* Lesetext:
Doch „Mank“ ist kein gewöhnliches Biopic. Es ist auch kein bloßes Psychogramm dieses Autors. Vielmehr widmet sich Fincher darin dem Schreibprozess des legendärsten Films des klassischen Hollywoods, „Citizen Kane“. Fast 80 Jahre nach dessen Premiere fügt er den Legenden um die Entstehung ein neues Kapitel hinzu. Erklärt wird dabei wenig. Wer die vielen Referenzen an die Historie Hollywoods erkennt, hat deutlich mehr von „Mank“. Fincher vollendet damit zugleich seine eigene Familiengeschichte, stammt das Drehbuch zu „Mank“ doch von seinem Journalisten-Vater Jack Fincher. Der hatte sich bis zu seinem Tod 2003 dem Streit zwischen Herman Mankiewicz und Regisseur Orson Welles um die oscarprämierte Autorenschaft des Drehbuchs gewidmet.

Wie könnte es anders sein, schlug er sich dabei auf die Seite des Autors. Dabei holte er sich Inspiration bei der berühmten Filmkritikerin Pauline Kael und ihrem Essay „Raising Kane“. Die hatte schon in den 70ern die filmhistorisch nicht gänzlich haltbare These vertreten, dass Mankiewicz das alleinige Genie hinter dem Drehbuch gewesen sei. Ihr immens aufschlussreicher Ausflug in die Goldene Zeit Hollywoods, kurz nach dem Aufkommen des Tonfilms, enthält u. a. eine wichtige Botschaft: Autoren und Autorinnen werden damals wie heute viel zu wenig wertgeschätzt – eine unter Cinephilen und Regisseuren immer noch gültige Botschaft.

* Datensätze:

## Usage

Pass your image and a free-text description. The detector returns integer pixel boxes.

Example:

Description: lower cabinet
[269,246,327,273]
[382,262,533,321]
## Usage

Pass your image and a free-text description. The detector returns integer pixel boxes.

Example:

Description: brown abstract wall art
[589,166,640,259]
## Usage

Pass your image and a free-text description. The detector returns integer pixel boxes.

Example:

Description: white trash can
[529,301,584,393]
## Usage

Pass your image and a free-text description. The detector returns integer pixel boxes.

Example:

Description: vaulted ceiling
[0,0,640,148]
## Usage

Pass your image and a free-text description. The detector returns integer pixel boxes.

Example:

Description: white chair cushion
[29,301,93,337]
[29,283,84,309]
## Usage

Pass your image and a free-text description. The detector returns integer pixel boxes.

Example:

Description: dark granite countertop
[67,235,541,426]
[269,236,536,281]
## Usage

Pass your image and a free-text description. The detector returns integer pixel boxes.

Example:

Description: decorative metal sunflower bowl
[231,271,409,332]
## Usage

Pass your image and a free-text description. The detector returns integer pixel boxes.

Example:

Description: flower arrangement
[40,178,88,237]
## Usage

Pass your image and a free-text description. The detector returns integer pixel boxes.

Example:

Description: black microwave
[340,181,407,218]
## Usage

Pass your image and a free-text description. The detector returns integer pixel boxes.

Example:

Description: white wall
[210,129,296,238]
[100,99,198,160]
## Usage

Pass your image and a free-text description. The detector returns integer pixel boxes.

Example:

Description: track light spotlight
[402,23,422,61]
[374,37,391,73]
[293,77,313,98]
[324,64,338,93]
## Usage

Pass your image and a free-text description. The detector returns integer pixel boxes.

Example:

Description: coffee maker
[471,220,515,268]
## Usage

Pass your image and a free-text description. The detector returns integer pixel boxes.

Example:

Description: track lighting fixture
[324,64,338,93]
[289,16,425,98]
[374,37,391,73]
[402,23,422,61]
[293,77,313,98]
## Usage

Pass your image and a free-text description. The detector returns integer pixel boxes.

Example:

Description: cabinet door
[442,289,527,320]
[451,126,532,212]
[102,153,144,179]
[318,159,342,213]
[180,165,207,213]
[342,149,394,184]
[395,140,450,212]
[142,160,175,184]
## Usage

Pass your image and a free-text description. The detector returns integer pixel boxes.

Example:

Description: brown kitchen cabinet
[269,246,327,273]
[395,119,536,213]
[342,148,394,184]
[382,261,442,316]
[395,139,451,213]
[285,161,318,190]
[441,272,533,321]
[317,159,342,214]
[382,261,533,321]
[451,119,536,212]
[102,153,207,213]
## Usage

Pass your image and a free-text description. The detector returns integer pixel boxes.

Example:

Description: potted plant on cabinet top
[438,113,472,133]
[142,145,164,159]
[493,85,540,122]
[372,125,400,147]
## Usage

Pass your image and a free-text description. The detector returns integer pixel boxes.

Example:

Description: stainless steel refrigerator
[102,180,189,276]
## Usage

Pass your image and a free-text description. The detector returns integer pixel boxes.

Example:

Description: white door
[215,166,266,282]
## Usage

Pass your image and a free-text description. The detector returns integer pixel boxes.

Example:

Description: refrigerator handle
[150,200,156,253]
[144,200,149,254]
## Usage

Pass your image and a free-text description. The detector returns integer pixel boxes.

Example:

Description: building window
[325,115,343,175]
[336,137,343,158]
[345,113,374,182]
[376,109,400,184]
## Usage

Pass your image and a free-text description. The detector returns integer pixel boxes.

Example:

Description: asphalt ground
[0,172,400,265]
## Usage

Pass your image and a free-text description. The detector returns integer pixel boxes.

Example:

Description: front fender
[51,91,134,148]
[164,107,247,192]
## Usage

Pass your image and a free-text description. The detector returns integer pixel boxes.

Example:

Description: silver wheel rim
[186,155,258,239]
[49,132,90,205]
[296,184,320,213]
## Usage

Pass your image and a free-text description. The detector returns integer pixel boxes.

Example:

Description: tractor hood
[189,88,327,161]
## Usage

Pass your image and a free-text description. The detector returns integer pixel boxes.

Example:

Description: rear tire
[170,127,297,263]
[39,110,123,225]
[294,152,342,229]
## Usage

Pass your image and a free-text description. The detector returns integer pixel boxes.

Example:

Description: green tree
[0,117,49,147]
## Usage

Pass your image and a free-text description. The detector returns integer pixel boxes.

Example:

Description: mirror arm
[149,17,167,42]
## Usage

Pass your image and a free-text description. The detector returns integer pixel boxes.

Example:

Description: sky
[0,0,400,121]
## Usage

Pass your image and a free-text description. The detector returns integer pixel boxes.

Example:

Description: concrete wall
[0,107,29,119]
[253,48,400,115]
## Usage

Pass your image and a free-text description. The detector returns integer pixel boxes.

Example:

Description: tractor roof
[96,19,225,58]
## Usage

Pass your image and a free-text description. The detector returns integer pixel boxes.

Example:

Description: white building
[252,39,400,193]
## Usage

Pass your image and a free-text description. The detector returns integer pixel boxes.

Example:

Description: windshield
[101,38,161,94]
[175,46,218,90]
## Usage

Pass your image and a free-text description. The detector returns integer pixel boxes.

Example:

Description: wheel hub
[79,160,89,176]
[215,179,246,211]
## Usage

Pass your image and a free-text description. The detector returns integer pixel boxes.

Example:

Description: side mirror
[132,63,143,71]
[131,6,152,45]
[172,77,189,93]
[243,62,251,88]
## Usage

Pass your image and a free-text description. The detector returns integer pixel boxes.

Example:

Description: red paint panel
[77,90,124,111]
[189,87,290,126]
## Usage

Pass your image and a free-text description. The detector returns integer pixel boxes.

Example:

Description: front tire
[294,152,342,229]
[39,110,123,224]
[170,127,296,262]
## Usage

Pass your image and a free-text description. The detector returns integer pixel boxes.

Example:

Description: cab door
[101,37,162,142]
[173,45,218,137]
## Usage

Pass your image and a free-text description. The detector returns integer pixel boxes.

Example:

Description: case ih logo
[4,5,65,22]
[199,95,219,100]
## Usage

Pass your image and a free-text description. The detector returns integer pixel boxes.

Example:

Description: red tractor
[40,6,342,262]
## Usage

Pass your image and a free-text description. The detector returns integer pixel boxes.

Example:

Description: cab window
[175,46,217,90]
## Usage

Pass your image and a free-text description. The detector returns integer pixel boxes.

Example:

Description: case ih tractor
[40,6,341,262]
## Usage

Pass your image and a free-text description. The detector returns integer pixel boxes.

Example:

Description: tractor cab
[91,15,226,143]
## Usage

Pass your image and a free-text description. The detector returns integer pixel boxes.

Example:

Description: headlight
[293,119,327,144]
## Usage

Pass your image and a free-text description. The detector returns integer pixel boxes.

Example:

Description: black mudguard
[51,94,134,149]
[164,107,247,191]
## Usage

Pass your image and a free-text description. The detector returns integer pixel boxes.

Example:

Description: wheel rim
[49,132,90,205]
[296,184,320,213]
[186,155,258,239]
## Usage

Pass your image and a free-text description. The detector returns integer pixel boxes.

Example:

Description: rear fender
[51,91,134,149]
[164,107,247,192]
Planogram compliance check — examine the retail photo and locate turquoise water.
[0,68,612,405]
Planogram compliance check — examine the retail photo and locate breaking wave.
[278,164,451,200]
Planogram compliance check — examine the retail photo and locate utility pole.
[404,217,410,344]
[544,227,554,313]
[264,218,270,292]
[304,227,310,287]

* Aufgabe:
Gib den Abschnitt aus dem Lesetext über den Film „Mank“ wortgetreu wieder, beginnend mit „Wie könnte es“ und weiter bis einschließlich „noch gültige Botschaft.“.

* Antwort:
Wie könnte es anders sein, schlug er sich dabei auf die Seite des Autors. Dabei holte er sich Inspiration bei der berühmten Filmkritikerin Pauline Kael und ihrem Essay „Raising Kane“. Die hatte schon in den 70ern die filmhistorisch nicht gänzlich haltbare These vertreten, dass Mankiewicz das alleinige Genie hinter dem Drehbuch gewesen sei. Ihr immens aufschlussreicher Ausflug in die Goldene Zeit Hollywoods, kurz nach dem Aufkommen des Tonfilms, enthält u. a. eine wichtige Botschaft: Autoren und Autorinnen werden damals wie heute viel zu wenig wertgeschätzt – eine unter Cinephilen und Regisseuren immer noch gültige Botschaft.